§ Exercise instructions:
Write out every line below that contains "wall".

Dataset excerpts
*-*-*
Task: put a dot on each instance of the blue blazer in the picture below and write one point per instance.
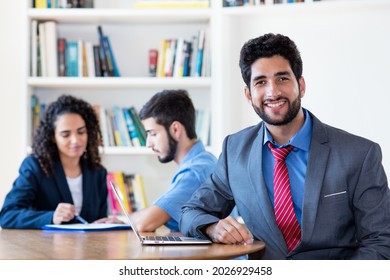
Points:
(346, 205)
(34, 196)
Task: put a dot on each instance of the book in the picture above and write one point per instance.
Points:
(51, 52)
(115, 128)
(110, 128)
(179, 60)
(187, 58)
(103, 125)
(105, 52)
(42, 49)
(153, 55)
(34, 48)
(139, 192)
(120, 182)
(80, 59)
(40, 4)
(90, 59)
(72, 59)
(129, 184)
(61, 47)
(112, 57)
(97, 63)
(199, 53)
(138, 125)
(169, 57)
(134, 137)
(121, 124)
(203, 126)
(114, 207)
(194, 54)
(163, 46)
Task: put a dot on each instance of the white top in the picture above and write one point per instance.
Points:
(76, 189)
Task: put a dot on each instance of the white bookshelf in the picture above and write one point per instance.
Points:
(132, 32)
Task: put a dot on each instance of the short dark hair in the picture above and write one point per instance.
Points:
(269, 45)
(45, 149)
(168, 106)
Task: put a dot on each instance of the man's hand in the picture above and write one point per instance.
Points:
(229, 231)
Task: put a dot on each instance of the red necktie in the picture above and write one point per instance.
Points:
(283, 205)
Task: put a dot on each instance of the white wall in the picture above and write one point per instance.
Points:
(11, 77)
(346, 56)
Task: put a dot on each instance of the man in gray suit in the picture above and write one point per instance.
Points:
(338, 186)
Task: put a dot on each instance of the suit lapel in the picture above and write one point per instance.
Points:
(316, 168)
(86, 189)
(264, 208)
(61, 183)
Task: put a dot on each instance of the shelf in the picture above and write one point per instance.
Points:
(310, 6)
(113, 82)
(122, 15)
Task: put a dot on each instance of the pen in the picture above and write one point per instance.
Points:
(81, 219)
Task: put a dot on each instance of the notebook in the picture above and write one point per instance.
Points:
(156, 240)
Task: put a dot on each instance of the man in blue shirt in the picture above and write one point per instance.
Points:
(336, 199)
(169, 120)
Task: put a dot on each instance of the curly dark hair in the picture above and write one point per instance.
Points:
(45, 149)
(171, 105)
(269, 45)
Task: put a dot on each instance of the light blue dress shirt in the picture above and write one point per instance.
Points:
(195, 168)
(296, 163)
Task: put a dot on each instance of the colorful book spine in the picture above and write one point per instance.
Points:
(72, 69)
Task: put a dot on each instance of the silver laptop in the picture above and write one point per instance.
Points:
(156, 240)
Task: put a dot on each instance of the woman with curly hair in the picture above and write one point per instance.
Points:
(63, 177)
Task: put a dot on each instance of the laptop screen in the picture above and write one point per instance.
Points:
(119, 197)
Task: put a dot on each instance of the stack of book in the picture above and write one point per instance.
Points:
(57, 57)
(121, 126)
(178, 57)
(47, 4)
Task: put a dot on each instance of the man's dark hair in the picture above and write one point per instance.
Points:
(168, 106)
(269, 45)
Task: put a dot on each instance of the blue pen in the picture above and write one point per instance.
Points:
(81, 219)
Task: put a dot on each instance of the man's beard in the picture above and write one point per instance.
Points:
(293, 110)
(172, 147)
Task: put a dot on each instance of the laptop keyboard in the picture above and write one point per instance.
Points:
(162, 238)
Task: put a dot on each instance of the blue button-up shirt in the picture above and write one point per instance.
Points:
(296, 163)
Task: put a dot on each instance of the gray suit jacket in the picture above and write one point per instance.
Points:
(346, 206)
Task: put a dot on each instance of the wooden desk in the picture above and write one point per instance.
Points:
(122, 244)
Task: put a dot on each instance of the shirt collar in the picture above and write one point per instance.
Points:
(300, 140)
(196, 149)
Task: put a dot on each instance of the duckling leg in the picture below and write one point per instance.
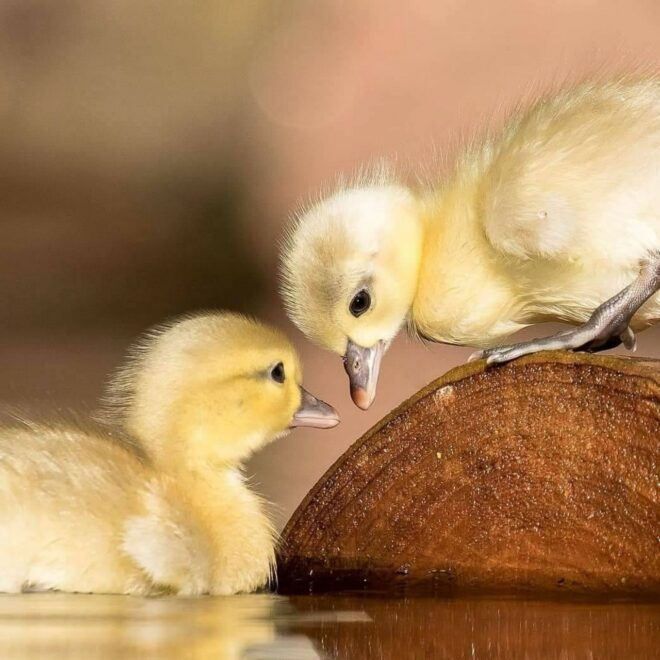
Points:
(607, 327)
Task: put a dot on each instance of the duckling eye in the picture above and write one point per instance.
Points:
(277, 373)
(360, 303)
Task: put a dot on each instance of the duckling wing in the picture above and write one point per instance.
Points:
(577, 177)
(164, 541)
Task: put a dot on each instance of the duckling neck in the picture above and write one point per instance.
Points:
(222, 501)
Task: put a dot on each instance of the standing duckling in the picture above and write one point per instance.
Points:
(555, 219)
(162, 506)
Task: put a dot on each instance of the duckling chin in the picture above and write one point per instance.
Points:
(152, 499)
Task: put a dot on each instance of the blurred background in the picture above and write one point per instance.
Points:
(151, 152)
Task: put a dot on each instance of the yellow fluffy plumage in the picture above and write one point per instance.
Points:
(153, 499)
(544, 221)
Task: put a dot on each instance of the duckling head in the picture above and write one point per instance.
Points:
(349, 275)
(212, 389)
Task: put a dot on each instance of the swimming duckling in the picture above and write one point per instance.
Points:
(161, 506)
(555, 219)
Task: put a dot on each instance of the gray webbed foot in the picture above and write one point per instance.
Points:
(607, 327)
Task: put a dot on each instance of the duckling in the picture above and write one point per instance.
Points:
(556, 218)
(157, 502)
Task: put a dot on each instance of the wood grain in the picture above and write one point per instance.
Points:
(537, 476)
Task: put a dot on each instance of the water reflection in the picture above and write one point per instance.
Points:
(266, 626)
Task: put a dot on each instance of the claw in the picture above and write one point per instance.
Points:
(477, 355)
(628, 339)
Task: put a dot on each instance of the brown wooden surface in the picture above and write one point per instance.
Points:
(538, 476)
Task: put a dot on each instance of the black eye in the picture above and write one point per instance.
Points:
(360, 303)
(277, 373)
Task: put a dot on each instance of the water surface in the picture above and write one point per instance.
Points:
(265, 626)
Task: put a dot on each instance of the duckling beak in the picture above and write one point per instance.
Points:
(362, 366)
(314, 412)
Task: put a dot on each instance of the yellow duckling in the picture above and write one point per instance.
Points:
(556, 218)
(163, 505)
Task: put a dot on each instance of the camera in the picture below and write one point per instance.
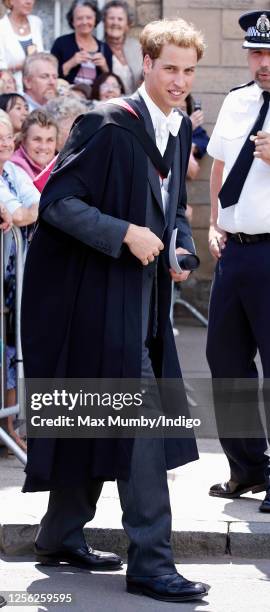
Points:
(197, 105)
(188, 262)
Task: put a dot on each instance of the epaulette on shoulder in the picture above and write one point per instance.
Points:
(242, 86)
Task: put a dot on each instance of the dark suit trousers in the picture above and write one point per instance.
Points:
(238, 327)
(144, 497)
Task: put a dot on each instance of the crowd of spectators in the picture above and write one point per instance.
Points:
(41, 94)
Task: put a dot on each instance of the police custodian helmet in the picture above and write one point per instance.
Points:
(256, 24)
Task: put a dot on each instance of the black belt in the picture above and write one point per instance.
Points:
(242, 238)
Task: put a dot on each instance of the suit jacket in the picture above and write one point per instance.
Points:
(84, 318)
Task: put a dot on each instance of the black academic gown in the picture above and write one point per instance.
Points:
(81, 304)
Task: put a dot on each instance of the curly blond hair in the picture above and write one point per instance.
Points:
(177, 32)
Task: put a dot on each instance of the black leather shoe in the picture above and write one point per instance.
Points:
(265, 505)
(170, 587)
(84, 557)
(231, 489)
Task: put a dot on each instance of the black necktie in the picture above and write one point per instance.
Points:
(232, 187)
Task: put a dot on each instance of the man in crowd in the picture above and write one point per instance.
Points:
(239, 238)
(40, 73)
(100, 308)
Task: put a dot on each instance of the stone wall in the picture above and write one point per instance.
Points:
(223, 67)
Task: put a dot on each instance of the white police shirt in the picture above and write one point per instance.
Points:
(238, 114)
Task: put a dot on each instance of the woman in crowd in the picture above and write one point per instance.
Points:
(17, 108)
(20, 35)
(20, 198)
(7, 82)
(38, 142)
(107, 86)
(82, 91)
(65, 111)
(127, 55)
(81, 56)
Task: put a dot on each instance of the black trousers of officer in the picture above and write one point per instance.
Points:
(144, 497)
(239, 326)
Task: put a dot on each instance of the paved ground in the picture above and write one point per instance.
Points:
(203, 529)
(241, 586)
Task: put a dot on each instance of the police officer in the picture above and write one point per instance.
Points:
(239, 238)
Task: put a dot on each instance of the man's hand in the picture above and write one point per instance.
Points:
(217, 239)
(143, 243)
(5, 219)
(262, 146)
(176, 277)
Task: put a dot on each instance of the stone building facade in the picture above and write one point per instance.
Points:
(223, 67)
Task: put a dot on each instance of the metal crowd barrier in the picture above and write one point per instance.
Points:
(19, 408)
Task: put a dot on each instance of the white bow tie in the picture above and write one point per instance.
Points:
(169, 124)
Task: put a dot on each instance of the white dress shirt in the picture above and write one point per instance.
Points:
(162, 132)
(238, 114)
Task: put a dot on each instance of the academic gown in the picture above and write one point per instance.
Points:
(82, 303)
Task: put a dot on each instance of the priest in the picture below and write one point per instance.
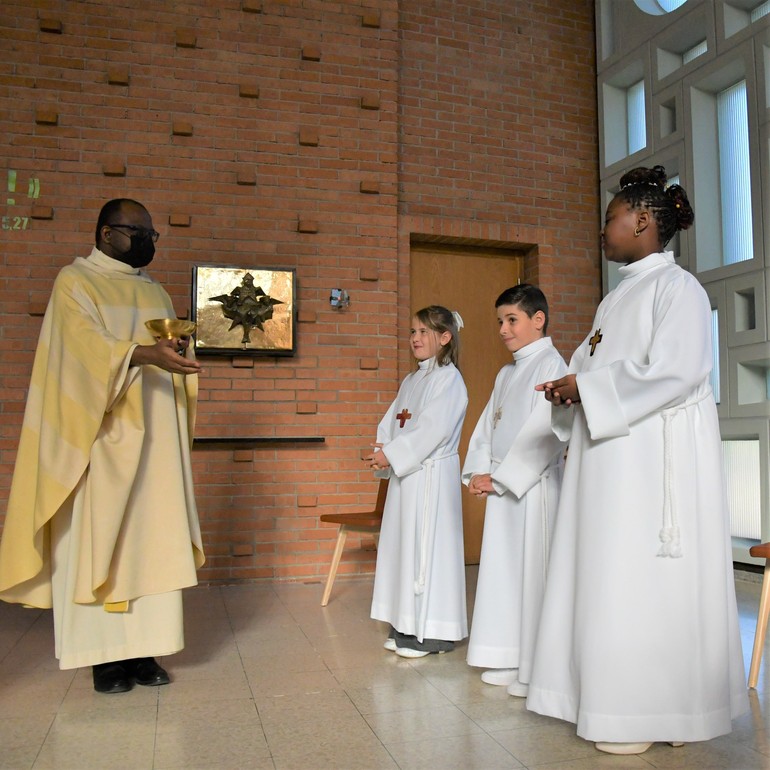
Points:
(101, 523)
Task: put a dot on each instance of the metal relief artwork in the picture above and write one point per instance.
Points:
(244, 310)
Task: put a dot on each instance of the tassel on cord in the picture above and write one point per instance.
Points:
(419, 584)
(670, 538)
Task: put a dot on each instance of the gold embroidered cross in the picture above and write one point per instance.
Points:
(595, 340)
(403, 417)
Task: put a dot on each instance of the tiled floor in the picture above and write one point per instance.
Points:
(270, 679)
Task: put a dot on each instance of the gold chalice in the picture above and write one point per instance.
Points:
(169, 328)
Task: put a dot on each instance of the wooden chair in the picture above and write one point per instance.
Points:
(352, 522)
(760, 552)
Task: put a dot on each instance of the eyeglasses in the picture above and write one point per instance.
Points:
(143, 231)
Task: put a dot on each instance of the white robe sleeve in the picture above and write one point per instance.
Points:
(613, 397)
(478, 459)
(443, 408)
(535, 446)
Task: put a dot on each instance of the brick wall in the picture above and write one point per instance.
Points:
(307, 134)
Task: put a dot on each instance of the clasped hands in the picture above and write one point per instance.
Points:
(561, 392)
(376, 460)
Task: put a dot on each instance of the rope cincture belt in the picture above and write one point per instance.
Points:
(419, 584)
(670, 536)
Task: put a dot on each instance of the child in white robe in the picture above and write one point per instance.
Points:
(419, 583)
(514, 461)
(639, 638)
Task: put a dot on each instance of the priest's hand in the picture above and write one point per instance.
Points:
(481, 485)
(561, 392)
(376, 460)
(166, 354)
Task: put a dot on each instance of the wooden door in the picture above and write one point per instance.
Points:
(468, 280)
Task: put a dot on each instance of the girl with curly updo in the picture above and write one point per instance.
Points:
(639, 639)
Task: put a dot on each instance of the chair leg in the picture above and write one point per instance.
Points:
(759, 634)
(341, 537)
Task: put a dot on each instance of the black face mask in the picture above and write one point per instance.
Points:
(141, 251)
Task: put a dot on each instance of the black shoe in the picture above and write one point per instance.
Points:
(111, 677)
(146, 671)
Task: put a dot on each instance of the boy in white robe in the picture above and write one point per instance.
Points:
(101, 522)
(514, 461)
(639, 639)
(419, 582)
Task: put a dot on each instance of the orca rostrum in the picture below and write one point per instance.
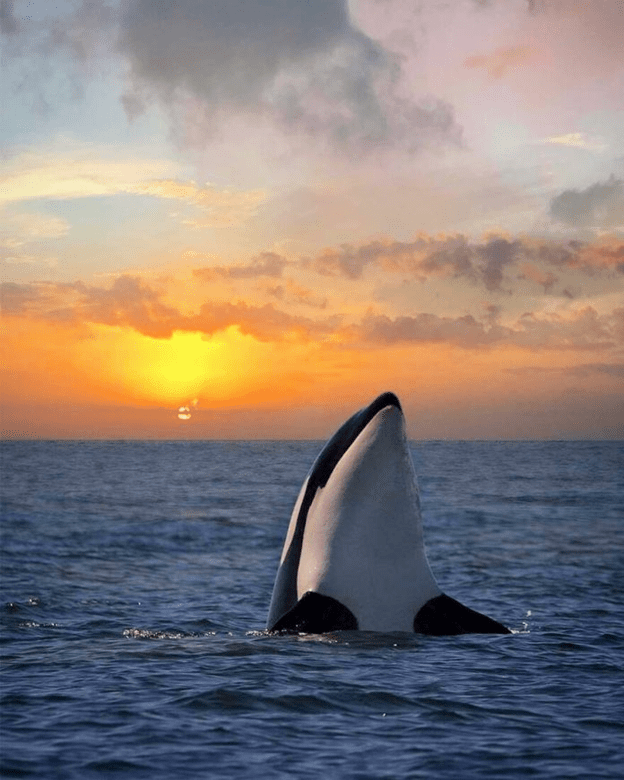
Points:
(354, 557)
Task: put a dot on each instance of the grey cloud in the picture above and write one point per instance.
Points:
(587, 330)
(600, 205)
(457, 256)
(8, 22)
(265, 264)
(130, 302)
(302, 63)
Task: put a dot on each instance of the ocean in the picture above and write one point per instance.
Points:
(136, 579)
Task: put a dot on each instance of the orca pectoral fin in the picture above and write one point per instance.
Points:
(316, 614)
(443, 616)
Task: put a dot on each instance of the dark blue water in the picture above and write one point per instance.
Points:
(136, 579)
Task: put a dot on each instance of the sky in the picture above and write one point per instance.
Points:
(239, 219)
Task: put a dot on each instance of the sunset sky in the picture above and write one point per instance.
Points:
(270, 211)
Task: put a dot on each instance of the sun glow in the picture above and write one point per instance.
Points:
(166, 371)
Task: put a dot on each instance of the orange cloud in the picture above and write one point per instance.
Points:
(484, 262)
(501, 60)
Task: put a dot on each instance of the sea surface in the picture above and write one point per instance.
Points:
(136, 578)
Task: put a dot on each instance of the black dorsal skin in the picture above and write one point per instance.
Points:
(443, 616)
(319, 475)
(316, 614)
*-*-*
§ Reply:
Task: put a dot on each instance of the white wall in the picture above and write one point per instance.
Task: put a dot on each instance of the stone wall in the picture above and write one point per instance.
Task: put a dot on each instance of the brick wall in the picture above and write one point per instance.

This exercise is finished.